→ **GIVEN PASSAGE**

# # # # # # #

Emergency Room Language Interpreters help to reduce medical errors
A new study suggests that having professional language translators for non-English speaking patients in hospital emergency rooms can help limit potentially dangerous miscommunication, the consequences of which could even be life threatening
The study, conducted at two pediatric ERs and published in the Annals of Emergency Medicine, found that mistakes which could have 'clinical consequences,' like giving the wrong dose of medication, were about twice as likely if there were no medical interpreters or if the translator was an amateur.
According to lead researcher Glenn Flores, of the University of Texas Southwestern Medical Center in Dallas, 'The findings document that interpreter errors of potential clinical consequence are significantly more likely to occur when there is an 'ad hoc' or no interpreter, compared with a professional interpreter.'
An estimated 25 million U.S. residents have limited English proficiency. In other words they say they speak the language less than 'very well.'
By law, U.S. hospitals that receive federal funds have to offer some type of translation assistance for those patients. That can mean a professional interpreter who works for the hospital or telephone or video-based translation services.
Studies have found that patients prefer to have a translator available, and that this may improve care and reduce costs, by avoiding unnecessary tests, for example. But it had not been clear how well professional interpreters performed against amateurs, or against no interpreter at all.
A number of questions still remain about professional interpreters, such as whether in-person interpreters are more effective than phone or video interpreters and what are the most cost-effective measures, Flores said.

# # # # # # #

→ **RECORD SET**

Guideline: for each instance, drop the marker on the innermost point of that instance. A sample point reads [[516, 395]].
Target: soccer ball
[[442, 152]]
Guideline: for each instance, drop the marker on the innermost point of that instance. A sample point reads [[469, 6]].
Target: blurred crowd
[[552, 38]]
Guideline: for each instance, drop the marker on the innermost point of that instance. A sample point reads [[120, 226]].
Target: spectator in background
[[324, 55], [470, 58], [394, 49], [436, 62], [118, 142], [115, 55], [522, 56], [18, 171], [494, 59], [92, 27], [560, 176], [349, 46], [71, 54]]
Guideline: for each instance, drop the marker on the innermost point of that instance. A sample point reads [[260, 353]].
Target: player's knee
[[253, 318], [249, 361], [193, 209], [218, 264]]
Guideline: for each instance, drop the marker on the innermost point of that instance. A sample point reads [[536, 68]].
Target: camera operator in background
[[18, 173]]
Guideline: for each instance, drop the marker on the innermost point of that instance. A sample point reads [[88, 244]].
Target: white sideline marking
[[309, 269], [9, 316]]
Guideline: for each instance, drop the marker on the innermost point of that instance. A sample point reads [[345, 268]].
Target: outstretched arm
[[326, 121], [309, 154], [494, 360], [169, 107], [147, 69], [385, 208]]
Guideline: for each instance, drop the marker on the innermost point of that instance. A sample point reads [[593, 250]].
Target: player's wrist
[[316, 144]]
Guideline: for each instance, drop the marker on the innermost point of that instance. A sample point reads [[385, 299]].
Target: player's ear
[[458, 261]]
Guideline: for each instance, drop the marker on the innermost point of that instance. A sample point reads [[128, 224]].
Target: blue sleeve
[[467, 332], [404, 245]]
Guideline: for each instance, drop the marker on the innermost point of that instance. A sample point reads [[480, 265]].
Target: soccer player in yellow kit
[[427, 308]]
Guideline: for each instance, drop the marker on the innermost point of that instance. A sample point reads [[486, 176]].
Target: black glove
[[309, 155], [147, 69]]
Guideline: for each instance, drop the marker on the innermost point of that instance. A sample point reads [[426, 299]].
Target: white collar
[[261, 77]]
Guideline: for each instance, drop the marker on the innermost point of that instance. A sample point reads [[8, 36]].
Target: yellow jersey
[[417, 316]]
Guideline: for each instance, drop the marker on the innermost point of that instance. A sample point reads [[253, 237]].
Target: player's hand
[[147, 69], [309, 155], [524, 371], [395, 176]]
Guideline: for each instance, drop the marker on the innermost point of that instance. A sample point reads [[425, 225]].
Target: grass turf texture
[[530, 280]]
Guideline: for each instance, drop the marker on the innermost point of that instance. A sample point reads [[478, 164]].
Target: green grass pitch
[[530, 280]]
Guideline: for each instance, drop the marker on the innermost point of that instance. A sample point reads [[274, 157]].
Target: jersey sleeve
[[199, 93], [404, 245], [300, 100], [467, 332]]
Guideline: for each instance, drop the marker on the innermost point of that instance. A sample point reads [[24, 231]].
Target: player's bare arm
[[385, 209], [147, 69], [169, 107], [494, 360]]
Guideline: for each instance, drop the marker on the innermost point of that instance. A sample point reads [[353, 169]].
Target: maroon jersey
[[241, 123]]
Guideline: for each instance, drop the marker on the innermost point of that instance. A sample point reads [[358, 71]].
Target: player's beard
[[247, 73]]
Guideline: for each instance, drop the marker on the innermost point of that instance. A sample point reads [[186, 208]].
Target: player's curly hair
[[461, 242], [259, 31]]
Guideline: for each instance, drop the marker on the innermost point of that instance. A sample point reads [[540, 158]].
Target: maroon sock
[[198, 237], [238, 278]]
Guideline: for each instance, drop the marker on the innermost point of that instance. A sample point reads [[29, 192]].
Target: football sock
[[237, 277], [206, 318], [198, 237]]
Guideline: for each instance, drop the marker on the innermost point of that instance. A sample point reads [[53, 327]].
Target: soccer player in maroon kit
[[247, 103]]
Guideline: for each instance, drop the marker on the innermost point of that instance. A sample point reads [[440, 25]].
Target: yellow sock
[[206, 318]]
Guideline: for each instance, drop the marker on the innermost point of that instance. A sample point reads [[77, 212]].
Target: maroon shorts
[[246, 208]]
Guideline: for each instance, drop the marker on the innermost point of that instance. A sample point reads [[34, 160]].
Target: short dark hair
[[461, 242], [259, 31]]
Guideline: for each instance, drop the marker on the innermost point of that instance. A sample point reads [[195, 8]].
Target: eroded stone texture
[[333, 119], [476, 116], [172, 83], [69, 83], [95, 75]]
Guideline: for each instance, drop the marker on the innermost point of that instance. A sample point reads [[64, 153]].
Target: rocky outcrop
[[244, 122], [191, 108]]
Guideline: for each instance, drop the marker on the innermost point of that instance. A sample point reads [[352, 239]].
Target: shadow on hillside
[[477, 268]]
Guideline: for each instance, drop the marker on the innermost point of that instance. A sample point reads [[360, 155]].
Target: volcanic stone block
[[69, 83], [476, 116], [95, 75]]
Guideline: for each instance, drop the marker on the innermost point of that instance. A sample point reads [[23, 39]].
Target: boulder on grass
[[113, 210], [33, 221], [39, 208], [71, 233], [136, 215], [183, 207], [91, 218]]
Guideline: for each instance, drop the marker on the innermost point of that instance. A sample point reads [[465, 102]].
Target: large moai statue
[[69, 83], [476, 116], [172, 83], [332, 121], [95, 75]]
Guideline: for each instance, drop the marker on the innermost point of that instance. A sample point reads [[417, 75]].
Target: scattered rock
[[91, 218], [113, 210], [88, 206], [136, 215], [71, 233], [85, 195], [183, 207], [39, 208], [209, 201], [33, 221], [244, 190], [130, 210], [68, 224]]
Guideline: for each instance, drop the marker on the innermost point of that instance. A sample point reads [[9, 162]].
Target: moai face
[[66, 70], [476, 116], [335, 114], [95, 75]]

# # # # # # #

→ **QUESTIONS ON THE MATERIAL**
**A.** Retype the part of the article on emergency room interpreters that begins at the words "Studies have found" and ends after the words "measures, Flores said.".
**B.** Using the article on emergency room interpreters, decide whether each statement agrees with it. Answer yes or no for each, and quote the deciding words. (i) The study was carried out at two pediatric emergency rooms. (ii) Every U.S. hospital is legally required to offer translation assistance. (iii) Before this study, it was already clear how professional interpreters performed compared with amateurs.
**C.** According to the article on emergency room interpreters, about how many U.S. residents have limited English proficiency?

→ **ANSWER LIST**
**A.**
Studies have found that patients prefer to have a translator available, and that this may improve care and reduce costs, by avoiding unnecessary tests, for example. But it had not been clear how well professional interpreters performed against amateurs, or against no interpreter at all.
A number of questions still remain about professional interpreters, such as whether in-person interpreters are more effective than phone or video interpreters and what are the most cost-effective measures, Flores said.

**B.**
(i) Yes: "conducted at two pediatric ERs"
(ii) No: "By law, U.S. hospitals that receive federal funds have to offer some type of translation assistance for those patients."
(iii) No: "But it had not been clear how well professional interpreters performed against amateurs, or against no interpreter at all."

**C.** An estimated 25 million.